• STORED RECORDS:
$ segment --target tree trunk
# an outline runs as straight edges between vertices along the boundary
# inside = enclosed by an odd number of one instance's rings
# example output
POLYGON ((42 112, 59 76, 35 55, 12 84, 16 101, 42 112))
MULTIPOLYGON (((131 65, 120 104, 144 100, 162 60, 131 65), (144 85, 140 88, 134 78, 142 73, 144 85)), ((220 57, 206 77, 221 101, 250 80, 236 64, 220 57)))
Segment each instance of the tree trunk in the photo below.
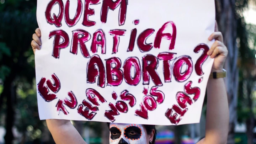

• REQUIRED WORK: Pick out every line of the data above that contains the string "instance" and copy each of those lines in full.

• THE REPLY:
# inside = enclosed by an odd number of one instance's rings
Segment each instance of the tree trunk in the photo below.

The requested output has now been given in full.